MATERIAL FOR THIS EXERCISE
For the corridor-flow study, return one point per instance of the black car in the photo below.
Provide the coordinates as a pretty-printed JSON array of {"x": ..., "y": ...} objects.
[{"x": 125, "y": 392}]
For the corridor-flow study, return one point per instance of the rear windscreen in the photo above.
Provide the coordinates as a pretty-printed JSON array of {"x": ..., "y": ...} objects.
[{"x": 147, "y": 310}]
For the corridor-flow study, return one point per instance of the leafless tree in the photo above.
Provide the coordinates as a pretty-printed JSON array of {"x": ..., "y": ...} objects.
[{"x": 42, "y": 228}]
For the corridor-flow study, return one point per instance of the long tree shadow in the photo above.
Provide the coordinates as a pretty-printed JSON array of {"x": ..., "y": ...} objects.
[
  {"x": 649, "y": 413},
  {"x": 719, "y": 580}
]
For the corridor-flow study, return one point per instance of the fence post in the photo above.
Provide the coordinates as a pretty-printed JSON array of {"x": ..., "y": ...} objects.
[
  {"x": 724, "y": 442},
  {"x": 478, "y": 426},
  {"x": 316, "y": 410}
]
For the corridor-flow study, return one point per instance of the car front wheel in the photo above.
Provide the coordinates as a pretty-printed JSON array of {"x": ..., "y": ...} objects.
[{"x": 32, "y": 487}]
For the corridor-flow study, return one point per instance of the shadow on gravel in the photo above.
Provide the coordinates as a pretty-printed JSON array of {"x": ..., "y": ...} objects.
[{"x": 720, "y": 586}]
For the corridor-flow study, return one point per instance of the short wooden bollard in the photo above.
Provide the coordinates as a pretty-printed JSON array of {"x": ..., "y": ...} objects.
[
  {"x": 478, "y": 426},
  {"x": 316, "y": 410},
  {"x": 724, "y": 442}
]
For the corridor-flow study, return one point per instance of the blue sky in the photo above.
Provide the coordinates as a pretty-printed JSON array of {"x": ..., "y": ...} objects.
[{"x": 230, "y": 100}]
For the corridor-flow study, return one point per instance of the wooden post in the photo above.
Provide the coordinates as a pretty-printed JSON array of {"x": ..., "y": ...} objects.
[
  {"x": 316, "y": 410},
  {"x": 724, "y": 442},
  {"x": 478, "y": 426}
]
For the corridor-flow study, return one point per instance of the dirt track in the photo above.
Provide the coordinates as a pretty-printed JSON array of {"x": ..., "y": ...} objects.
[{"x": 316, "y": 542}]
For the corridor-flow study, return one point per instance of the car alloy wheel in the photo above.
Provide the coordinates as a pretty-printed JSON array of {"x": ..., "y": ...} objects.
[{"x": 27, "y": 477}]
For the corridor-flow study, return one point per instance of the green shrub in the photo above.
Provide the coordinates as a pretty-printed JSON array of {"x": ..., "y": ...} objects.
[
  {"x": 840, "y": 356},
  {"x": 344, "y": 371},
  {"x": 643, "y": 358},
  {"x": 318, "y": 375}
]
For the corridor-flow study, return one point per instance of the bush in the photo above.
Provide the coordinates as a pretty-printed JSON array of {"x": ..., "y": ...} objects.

WHAT IS REQUIRED
Work through the entries, filtering for the string "tree", and copy each line that holds it.

RESULT FOR THIS EXERCISE
For the corridor-flow study, return one point per instance of the leafless tree in the photo above.
For the corridor-flow study, return one point per instance of the long tree shadow in the photo above.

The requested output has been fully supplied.